● What you are asked to do:
Every record should be written out exactly, please.
##### The input
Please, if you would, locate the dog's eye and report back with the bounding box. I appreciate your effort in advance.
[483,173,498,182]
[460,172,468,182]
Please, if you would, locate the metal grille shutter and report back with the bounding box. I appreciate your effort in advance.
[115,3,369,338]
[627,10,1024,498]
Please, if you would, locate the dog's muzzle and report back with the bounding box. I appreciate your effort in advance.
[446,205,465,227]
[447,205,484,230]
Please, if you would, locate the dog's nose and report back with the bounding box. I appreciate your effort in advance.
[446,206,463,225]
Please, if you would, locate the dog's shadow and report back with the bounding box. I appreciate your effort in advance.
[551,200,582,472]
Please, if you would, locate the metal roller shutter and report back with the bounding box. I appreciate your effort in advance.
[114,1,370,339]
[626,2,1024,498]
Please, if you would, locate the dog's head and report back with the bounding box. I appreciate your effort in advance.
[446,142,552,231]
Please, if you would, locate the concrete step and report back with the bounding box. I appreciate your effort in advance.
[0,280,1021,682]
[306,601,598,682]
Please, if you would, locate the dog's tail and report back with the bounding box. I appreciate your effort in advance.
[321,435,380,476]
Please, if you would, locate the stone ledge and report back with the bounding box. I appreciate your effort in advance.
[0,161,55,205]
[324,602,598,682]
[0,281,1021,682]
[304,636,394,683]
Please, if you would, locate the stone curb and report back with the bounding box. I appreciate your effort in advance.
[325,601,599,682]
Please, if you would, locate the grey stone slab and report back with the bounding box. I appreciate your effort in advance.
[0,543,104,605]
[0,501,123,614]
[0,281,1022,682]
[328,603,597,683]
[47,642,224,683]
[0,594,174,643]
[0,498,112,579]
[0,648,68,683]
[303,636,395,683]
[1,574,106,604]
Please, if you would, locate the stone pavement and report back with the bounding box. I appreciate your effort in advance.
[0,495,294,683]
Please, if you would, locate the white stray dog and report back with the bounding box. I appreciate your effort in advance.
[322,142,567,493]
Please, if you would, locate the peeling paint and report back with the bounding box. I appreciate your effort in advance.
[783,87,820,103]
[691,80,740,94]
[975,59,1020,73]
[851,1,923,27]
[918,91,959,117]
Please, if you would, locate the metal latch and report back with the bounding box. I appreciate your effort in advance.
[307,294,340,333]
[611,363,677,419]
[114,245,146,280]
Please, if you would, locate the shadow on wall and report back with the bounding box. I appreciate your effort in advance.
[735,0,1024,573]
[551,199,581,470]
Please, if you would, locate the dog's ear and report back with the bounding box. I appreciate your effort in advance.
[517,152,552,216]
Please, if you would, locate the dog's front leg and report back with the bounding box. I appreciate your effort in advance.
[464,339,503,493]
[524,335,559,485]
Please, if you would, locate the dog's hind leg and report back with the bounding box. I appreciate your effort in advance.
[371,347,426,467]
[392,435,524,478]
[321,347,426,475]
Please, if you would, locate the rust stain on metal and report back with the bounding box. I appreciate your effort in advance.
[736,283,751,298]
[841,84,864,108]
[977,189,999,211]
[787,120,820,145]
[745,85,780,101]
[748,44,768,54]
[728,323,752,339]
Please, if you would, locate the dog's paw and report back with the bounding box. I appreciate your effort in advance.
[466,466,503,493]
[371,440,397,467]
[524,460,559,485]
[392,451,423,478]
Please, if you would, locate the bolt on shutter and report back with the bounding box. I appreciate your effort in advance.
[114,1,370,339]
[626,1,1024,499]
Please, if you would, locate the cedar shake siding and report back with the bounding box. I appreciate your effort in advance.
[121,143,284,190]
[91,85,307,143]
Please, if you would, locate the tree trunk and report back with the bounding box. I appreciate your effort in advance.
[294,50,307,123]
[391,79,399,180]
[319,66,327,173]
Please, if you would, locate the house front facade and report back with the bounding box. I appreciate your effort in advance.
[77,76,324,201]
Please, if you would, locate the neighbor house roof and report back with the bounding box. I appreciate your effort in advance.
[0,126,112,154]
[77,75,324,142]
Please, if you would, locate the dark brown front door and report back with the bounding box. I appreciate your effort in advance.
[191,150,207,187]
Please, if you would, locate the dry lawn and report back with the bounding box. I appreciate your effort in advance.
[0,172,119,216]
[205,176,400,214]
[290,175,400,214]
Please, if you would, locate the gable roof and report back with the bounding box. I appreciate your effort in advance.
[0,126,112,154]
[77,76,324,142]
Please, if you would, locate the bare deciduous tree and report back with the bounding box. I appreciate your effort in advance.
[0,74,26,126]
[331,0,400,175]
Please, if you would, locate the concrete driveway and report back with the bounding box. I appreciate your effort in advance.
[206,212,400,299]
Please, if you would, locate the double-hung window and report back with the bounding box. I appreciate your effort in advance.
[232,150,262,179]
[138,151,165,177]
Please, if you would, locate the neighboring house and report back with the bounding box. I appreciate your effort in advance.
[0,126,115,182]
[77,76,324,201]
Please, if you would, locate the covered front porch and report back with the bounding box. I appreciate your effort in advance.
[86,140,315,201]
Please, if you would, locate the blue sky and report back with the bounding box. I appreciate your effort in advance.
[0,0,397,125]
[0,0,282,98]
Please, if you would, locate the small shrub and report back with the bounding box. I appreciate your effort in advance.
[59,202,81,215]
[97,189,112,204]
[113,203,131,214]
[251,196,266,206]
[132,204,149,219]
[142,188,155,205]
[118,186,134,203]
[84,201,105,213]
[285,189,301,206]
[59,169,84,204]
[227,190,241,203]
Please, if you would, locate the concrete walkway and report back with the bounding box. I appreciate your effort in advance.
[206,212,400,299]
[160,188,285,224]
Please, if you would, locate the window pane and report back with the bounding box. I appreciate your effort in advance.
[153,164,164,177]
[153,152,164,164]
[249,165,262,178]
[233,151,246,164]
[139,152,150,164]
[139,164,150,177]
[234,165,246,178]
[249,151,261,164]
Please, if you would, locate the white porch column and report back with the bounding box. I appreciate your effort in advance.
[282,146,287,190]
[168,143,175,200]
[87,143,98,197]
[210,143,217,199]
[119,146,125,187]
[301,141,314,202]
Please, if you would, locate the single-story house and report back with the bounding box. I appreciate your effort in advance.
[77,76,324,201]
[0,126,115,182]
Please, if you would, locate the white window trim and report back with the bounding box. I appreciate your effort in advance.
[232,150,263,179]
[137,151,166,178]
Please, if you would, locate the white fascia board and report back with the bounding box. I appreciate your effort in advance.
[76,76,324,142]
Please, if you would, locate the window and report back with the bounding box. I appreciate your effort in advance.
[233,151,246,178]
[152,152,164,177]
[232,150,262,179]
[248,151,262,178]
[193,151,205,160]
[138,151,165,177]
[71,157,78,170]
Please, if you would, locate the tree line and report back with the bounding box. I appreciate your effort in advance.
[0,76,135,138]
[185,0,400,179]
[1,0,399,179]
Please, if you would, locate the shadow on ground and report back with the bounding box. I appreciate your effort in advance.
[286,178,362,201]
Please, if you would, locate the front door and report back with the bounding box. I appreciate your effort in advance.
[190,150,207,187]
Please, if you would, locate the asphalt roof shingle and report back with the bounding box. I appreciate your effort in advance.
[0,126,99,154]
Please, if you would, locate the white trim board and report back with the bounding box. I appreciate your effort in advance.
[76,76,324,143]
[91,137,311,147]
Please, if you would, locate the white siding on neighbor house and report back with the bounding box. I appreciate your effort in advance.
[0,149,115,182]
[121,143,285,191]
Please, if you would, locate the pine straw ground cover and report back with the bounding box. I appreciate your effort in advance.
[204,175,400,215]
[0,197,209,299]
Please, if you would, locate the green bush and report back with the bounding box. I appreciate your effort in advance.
##########
● Task output:
Please, if you would, locate the dog's eye and report back with the bounding box. I appreciate your effort in advance.
[483,173,498,182]
[460,172,468,182]
Please, if you would, locate the metal grille shutter and report back with the bounding box. I appreciate your effort in advance.
[115,3,369,338]
[627,10,1024,498]
Please, if you would, locate the dog's muzzle and report back with the bounding box. I appreciate your effort in advance.
[446,205,465,227]
[447,205,484,230]
Please, if you would, locate the dog's nose and report back with the bounding box. I appreciate your effort in advance.
[446,206,463,225]
Please, if you would, locate the dog's shadow and report back with the bounding box. I appreciate your effort in advance.
[551,200,582,472]
Please, if you would, locate the metal roller shutter and report back with the bounding box. I appreciate your effort in advance.
[114,1,370,339]
[626,2,1024,498]
Please, if you would, locate the dog's head and report back with the bounding box. I appreciate your effort in advance.
[446,142,552,231]
Please, if you would, locate the concrete step and report back with the bounding box. I appreciate your effort in advance.
[0,280,1021,682]
[306,601,598,682]
Please, if you would, locate the dog's tail and report back with the bounding box. I appreciate your effort in advance.
[321,435,380,476]
Please, if you would, locate the stone ledge and report back with the bounding box. I appreciate your effort in advance.
[0,161,55,205]
[324,602,598,682]
[0,281,1021,682]
[304,636,394,683]
Please, if you would, locate the stone curb and report back with the bounding box. I appreciate your effort in advance.
[325,601,599,682]
Please, if you would, locate the grey stone slab and report back with the bounding box. I appreciate your effort in advance.
[0,543,104,605]
[0,501,123,614]
[0,281,1022,682]
[328,603,597,683]
[47,642,224,683]
[0,594,174,643]
[0,498,112,579]
[0,648,68,683]
[303,636,395,683]
[1,574,106,604]
Please, if you would, locate the stone pavement and report back with the bounding box. I appreciate your effort in advance.
[0,495,294,683]
Please, if you would, locate the white stray dog and report back with the bounding box. I appreciate your effort in advance.
[322,142,567,493]
Please, if you would, locate the peeling paint and report back with the bounding box. I appreciate your effort in advance.
[783,87,820,103]
[691,80,740,94]
[975,59,1020,73]
[851,1,923,27]
[918,91,959,117]
Please, if you would, locate the metal latch and report back with the bounding box. I appreciate your effort in advance.
[307,294,340,333]
[611,363,677,419]
[114,245,146,280]
Please, if you would, locate the shadow on wall and report back with the bounding box. I appreciate your effort in advance.
[735,0,1024,573]
[551,199,581,470]
Please, if you would, locate the dog's ear and report back with the bounding box. I appreciate your effort in advance.
[517,152,552,216]
Please, if you would, locate the dog's front leg and report back with the bounding box. I appreciate your effort in advance.
[464,339,503,493]
[524,335,559,485]
Please, if you would, locate the dog's hind leg and report back with the bounding box. I appreciate your effort in advance.
[371,347,426,467]
[392,435,524,478]
[321,347,426,475]
Please, if you would, locate the rust stain on metal and report back with the bounding box. I appreciate your effort in advance.
[736,283,751,298]
[841,84,864,108]
[977,189,999,211]
[787,120,820,145]
[745,85,780,101]
[748,44,768,54]
[728,323,752,339]
Please, if you would, locate the dog's paw and report back with the bounding box. I appreciate your effort in advance.
[466,466,503,493]
[371,440,397,467]
[524,460,559,485]
[392,451,423,478]
Please, if you would, locate the bolt on shutter and report back with the bounding box. I appreciate your effort in advance.
[114,1,370,339]
[626,1,1024,499]
Please, if you would, locate the cedar shake siding and report back with the bounding box. I appreciate your effort in advance.
[121,143,284,190]
[91,85,307,143]
Please, if you would, locate the tree trunk and report back with the bounding box. I appreciate your effort in advance.
[294,50,307,123]
[391,79,399,180]
[319,66,327,173]
Please, if you would, locate the house front facade and report back with the bounding box. I appreciate your effort in advance.
[77,76,324,201]
Please, if you would, locate the neighbor house roof and report back with the bounding box. I appreciate your effort in advance.
[0,126,112,154]
[77,75,324,142]
Please, if you would, locate the dark brown front door and report back with the bounding box. I appreciate your effort in advance.
[191,150,207,187]
Please, if you would, locate the dry lawn and report back with the bounding box. I appreciate your effort in advance.
[0,172,119,216]
[205,176,400,214]
[290,175,400,214]
Please, if you would, locate the gable roof and report back with the bounding box. I appreciate your effort in advance.
[0,126,112,154]
[77,76,324,142]
Please, if you would, locate the bare deciduous tree and report back with the bounding box. I appreciate your effort in advance.
[0,74,26,126]
[331,0,400,175]
Please, if you would, locate the concrete driveway and report back with the bounding box. I appreciate your effort in advance.
[206,212,400,299]
Please, if you would, locate the double-hung window and report back with the bounding box. I appreciate your effort in advance.
[232,150,262,179]
[138,151,165,177]
Please, if you would, locate the neighboring house and report back with the bounding box. I appreciate your effort in advance.
[0,126,115,182]
[77,76,324,201]
Please, if you would, locate the covered front porch and report back with the bounding box. I appreciate your effort in advance.
[86,140,315,201]
Please, if you would, locate the blue sky and report back with the bounding box. I appreciate your effort in advance.
[0,0,397,125]
[0,0,282,98]
Please, if you would, locate the small shrub and report back with the bounding box. I appreciate your effort in advance.
[59,202,81,215]
[97,189,112,204]
[113,203,131,214]
[251,196,266,206]
[132,204,149,219]
[142,188,155,205]
[118,186,134,203]
[84,201,105,213]
[285,189,301,206]
[59,169,84,204]
[227,190,241,203]
Please, if you would, locate the concrete walkway and report back with the bounding box. I appreciate your effort in advance.
[206,212,400,299]
[160,188,285,224]
Please, if you would, locate the window pane and report back with the bounding box. I appreciate your effort in advance.
[153,164,164,177]
[153,152,164,164]
[249,165,262,178]
[233,151,246,164]
[139,152,150,164]
[139,164,150,177]
[234,165,246,178]
[249,151,261,164]
Please, if you would, locate the white porch column and report back with the bounding box. I appreciate your effort in advance.
[282,146,287,190]
[168,143,175,200]
[87,143,98,197]
[210,143,217,199]
[119,146,125,187]
[301,141,314,202]
Please, if you would, locate the single-story house and report back with the bounding box. I appreciate your effort in advance.
[77,76,324,201]
[0,126,115,182]
Please, if you would, locate the white window trim and report back with the bounding box. I appreciate your effort in advance.
[232,150,263,179]
[137,151,166,178]
Please, if you would, locate the white fascia board and report back with the bounding box. I appreciate your effort in advance.
[76,76,324,142]
Please, if you would, locate the window and report back with the bounding box. I appreciate your effort in advance.
[233,151,246,178]
[152,152,164,177]
[232,150,262,179]
[248,151,262,178]
[193,151,205,160]
[138,151,165,177]
[71,157,78,170]
Please, if you would, locate the tree line and report back with the bounding box. I appreciate your effort in advance.
[0,76,135,138]
[185,0,400,179]
[1,0,399,179]
Please, if you would, locate the shadow on ground and report back with the bounding box. I appreciate your effort in advance.
[286,178,362,201]
Please, if you would, locate the front door and report back with the bounding box. I appreciate your effort in advance.
[190,150,207,187]
Please, if you would, locate the asphalt roof shingle and report back with the bounding box. I appreciate your effort in advance.
[0,126,99,154]
Please, if you would, locate the white trim board and report back with the bounding box. I appreciate your effort in advance.
[76,76,324,143]
[91,137,311,147]
Please, if you would, locate the white siding on neighbor house and report back with the bounding box. I appreciate your effort in advance.
[0,149,115,182]
[121,143,285,191]
Please, if you would, locate the pine straw ground cover and report back with the bounding box. I appreciate your effort in advance.
[204,175,400,215]
[0,197,209,299]
Please, if you would, locate the green bush and report back with the bounding box. I appreciate your effort in advance.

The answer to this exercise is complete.